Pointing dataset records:

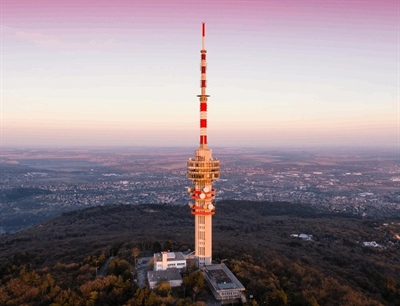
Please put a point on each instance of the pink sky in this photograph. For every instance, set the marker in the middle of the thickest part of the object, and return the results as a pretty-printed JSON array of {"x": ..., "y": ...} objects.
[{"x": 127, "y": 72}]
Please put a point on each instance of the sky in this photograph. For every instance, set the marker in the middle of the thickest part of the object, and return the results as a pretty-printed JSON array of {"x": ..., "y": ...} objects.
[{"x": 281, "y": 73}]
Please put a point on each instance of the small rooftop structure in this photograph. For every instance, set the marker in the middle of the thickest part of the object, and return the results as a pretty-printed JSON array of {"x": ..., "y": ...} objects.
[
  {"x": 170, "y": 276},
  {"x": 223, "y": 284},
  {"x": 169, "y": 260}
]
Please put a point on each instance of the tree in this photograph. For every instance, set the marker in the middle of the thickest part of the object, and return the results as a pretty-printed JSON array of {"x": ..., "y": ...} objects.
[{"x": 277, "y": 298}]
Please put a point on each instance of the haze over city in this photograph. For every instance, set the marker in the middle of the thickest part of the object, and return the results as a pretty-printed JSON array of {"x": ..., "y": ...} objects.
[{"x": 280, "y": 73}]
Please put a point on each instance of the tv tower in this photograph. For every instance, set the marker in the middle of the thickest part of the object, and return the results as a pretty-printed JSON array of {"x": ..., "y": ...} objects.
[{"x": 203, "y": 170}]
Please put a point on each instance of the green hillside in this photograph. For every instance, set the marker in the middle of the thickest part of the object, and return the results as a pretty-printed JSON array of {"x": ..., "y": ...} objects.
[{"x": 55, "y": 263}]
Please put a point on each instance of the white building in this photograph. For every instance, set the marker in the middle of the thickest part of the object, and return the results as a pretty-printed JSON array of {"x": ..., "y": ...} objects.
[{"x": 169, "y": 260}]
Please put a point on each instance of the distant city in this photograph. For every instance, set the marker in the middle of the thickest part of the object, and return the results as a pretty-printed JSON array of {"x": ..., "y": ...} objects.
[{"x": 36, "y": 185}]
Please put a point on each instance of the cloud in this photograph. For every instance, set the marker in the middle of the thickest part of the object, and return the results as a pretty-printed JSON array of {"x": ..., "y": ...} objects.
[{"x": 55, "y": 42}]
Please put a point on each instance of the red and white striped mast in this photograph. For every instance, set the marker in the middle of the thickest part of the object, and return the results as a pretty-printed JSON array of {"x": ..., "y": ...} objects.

---

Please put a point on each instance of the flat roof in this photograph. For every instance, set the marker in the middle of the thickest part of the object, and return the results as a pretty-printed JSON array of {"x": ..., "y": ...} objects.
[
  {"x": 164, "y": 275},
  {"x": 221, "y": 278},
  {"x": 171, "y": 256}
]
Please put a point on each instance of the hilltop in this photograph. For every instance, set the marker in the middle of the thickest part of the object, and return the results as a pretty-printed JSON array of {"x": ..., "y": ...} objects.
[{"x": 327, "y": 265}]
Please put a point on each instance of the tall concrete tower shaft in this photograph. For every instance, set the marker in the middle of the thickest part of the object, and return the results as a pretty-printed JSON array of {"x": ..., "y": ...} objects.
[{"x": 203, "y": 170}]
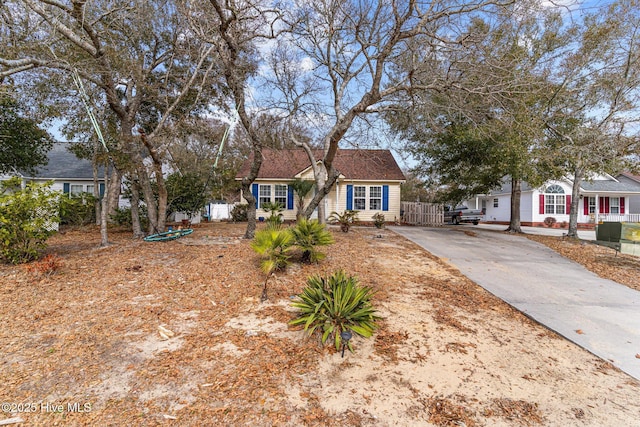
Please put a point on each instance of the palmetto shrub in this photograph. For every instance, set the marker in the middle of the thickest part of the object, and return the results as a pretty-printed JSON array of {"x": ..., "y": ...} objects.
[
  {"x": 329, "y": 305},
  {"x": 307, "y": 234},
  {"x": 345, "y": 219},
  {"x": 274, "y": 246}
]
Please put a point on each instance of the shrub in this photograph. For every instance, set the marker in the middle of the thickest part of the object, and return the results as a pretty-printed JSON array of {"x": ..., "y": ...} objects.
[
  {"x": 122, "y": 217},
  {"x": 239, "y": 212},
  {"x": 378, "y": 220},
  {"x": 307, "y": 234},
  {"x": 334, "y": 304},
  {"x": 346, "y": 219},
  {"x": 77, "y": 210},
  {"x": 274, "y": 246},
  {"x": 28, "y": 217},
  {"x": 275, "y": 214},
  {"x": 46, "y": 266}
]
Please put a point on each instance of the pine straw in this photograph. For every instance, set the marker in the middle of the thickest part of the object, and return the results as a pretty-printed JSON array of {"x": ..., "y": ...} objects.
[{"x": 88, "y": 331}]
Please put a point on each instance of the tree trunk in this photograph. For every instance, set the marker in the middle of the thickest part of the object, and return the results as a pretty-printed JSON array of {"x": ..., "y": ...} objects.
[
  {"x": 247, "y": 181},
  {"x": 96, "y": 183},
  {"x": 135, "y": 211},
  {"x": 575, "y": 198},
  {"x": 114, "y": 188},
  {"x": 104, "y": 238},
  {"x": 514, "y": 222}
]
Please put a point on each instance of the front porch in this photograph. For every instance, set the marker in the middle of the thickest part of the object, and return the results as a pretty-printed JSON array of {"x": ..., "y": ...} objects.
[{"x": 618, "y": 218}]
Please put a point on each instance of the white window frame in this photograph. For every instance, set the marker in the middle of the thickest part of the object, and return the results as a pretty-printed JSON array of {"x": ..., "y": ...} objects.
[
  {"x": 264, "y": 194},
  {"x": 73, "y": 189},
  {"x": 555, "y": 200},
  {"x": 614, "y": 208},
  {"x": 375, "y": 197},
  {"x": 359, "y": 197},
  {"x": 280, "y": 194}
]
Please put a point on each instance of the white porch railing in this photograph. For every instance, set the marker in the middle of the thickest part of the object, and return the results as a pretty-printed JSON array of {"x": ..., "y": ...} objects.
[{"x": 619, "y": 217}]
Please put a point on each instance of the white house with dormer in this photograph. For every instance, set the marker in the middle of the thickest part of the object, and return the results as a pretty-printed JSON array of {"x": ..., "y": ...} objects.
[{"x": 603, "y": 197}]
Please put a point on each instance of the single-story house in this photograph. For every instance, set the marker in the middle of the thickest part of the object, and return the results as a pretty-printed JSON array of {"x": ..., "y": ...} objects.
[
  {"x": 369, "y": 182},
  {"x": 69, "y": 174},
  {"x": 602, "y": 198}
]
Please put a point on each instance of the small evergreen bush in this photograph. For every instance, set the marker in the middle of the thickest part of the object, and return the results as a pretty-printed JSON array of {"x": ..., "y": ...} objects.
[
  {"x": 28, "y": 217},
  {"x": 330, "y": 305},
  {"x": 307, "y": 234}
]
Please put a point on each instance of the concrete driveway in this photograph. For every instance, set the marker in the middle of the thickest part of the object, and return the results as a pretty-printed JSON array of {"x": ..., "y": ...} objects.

==

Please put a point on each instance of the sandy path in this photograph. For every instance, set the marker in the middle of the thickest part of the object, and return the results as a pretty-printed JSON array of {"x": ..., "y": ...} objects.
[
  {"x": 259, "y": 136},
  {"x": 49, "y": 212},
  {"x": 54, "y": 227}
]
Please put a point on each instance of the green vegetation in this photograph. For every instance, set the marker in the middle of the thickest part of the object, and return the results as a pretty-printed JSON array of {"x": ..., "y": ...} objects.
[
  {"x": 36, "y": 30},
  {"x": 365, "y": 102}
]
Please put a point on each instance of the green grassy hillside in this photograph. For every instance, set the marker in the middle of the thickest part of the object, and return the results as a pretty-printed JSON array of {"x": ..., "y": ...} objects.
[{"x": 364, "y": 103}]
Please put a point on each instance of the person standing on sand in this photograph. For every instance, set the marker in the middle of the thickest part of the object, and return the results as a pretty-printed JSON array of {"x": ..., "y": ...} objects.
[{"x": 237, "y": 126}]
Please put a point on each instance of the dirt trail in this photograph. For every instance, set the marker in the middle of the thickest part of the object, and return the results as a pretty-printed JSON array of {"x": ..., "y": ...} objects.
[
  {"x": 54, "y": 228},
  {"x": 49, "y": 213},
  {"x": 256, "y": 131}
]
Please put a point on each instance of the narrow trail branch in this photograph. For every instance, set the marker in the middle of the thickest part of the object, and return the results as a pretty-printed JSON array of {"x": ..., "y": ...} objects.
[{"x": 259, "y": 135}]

### Task to complete
How many lines of the data above contain the word "tree"? Reply with the number alone.

### Solution
2